* **Problem statement**
Please reproduce word for word the part of the passage on K-tree soundness below that runs from "The cases for" to "K-trees is sound.".

-- Begin Extract to read --

The proof for the other non-modal rules is similar. Let’s look at the rules for the modal operators.

  • Suppose \(\beta \) contains nodes of the form \(\Box A \;(\omega )\) and \(\omega R \upsilon \), and the branch is extended by adding \(A \;(\upsilon )\). Since \(\Box A \;(\omega )\) and \(\omega R \upsilon \) are correct statement about \(M\) under \(f\), we have \(M,f(\omega ) \models \Box A\) and \(f(\omega )Rf(\upsilon )\). By clause (g) of definition 3.2, it follows that \(M,f(\upsilon ) \models A\). So the extended branch correctly describes \(M\).

  • Suppose \(\beta \) contains a node of the form \(\Diamond A \;(\omega )\) and the branch is extended by adding nodes \(\omega R \upsilon \) and \(A \;(\upsilon )\), where \(\upsilon \) is new on the branch. Since \(\Diamond A \;(\omega )\) is a correct statement about \(M\) under \(f\), we have \(M,f(\omega ) \models \Diamond A\). By clause (h) of definition 3.2, it follows that \(M,v \models A\) for some \(v\) in \(W\) such that \(f(\omega )Rv\). Let \(f'\) be the same as \(f\) except that \(f'(\upsilon ) = v\). The newly added nodes are correct statements about \(M\) under \(f'\). Since \(\upsilon \) is new on the branch, all earlier nodes on the branch are also correct statements about \(M\) under \(f'\). So the expanded branch correctly describes \(M\).

The cases for \(\neg \Box \) and \(\neg \Diamond \) are similar to the previous two cases. □

With the help of this lemma, we can prove that the method of K-trees is sound.

Theorem: Soundness of K-trees

If a K-tree for a target sentence closes, then the target sentence is K-valid.

Proof: Suppose for reductio that some K-tree for some target sentence \(A\) closes even though \(A\) is not K-valid. Then \(\neg A\) is true at some world \(w\) in some Kripke model \(M\). The first node on the tree, \(\neg A \; (w)\), is a correct statement about \(M\) under the function that maps the world variable ‘\(w\)’ to \(w\). Since the tree is created from the first node by applying the K-rules, the Soundness Lemma implies that some branch \(\beta \) on the tree correctly describes \(M\): all nodes on the tree are correct statements about \(M\) under some function \(f\). But the tree is closed. This means that \(\beta \) contains contradictory nodes of the form

n.    B     (υ)

m.    ¬B    (υ)

-- End Extract to read --
-- Begin Dataset content --

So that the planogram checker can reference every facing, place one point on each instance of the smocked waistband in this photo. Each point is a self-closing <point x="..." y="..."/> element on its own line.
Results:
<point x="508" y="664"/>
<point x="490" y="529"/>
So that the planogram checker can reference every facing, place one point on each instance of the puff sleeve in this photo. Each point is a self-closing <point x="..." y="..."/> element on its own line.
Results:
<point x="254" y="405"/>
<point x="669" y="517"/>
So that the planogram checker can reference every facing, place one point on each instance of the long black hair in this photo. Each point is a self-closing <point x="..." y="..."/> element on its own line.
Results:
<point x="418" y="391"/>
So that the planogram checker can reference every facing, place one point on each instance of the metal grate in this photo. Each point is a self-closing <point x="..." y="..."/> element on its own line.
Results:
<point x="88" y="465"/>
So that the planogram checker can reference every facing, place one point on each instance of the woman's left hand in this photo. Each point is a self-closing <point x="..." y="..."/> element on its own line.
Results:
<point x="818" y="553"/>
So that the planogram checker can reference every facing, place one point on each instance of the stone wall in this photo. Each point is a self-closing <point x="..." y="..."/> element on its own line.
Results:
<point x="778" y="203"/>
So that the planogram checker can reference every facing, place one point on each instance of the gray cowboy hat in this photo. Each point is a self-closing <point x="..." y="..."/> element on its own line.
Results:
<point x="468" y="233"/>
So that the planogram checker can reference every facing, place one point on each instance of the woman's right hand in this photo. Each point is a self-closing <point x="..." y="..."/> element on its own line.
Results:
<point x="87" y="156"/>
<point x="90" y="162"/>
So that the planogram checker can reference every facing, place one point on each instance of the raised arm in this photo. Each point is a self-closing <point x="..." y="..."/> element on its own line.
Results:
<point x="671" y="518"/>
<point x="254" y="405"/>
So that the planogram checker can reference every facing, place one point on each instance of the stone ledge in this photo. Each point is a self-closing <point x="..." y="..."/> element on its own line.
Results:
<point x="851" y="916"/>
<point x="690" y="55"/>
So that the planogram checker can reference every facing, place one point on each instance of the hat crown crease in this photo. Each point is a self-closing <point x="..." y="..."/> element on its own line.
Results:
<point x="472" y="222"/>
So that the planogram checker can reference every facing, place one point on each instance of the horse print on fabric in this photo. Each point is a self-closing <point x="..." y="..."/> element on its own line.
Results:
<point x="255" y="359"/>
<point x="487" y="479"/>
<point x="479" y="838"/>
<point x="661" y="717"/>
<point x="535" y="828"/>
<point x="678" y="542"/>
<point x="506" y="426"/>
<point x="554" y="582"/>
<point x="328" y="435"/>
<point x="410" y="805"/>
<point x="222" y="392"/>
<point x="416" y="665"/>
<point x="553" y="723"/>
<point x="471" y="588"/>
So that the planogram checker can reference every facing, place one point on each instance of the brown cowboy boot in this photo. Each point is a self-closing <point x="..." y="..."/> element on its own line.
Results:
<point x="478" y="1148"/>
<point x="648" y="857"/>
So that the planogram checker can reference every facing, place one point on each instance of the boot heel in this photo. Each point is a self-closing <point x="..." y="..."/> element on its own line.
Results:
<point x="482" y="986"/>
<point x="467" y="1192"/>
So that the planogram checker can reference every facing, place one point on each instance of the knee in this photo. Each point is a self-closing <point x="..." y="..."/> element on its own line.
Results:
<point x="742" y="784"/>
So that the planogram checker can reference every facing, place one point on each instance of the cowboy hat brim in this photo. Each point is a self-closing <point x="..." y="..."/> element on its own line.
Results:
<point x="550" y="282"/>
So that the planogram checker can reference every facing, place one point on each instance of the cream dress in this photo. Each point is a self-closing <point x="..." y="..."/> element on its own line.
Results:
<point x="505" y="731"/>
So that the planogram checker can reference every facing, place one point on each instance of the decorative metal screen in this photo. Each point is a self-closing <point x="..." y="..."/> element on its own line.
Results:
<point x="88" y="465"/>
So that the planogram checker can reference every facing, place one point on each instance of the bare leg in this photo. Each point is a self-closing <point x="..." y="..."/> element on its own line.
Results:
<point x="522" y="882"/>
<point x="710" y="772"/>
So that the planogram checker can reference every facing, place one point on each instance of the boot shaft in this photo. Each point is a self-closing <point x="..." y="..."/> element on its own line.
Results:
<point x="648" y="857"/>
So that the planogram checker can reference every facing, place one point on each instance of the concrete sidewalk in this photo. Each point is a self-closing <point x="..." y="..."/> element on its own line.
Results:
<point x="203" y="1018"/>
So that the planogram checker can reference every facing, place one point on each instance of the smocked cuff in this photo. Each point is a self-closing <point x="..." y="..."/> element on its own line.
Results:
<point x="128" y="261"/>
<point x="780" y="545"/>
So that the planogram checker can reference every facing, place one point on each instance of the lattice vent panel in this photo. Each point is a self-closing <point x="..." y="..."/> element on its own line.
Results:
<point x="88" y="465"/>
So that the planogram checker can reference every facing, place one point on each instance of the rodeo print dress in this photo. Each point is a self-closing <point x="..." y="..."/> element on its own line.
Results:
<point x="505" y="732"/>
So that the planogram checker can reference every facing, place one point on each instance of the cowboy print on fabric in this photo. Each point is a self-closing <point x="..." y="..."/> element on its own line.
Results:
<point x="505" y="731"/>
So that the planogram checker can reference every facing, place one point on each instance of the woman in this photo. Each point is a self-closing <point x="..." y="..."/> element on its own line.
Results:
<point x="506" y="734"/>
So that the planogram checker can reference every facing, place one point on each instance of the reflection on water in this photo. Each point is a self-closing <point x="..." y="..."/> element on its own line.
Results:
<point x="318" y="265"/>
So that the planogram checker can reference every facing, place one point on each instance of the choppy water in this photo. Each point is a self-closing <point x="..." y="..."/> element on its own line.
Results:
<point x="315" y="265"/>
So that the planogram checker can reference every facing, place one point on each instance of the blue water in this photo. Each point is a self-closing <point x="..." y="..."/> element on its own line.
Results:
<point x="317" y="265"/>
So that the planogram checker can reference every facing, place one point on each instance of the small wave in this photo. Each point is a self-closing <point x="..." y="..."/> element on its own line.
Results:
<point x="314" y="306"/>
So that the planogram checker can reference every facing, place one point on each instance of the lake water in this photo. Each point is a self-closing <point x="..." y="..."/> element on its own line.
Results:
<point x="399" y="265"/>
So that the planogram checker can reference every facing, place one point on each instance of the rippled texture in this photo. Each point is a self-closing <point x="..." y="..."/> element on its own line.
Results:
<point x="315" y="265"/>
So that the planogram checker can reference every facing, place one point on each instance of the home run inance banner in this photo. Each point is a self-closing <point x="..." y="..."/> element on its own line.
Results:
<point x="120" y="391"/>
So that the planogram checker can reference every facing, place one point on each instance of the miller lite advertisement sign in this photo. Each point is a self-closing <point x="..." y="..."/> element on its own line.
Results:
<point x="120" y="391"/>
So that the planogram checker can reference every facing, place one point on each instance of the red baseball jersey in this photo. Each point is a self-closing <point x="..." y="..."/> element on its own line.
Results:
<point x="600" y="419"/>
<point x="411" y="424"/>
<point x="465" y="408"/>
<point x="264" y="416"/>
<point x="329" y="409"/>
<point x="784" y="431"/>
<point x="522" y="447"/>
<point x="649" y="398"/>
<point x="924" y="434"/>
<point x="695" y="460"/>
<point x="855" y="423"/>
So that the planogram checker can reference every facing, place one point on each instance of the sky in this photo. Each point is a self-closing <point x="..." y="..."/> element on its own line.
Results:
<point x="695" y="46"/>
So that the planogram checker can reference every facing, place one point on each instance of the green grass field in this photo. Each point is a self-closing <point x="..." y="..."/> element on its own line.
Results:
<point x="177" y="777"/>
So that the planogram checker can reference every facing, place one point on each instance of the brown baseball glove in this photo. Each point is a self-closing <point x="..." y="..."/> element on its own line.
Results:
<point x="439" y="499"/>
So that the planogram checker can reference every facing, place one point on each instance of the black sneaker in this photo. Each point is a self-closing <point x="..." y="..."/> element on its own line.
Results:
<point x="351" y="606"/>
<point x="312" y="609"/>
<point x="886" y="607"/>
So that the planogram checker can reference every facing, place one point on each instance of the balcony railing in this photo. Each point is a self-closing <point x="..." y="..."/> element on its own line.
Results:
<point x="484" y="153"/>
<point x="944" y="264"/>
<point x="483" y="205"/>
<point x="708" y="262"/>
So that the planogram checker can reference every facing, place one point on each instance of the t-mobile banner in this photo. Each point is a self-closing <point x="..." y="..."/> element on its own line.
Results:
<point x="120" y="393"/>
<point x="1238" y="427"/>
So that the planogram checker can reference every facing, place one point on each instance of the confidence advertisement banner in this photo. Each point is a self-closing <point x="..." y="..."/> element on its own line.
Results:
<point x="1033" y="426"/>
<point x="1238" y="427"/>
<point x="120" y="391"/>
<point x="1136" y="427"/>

-- End Dataset content --

* **Exercise response**
The cases for \(\neg \Box \) and \(\neg \Diamond \) are similar to the previous two cases. □

With the help of this lemma, we can prove that the method of K-trees is sound.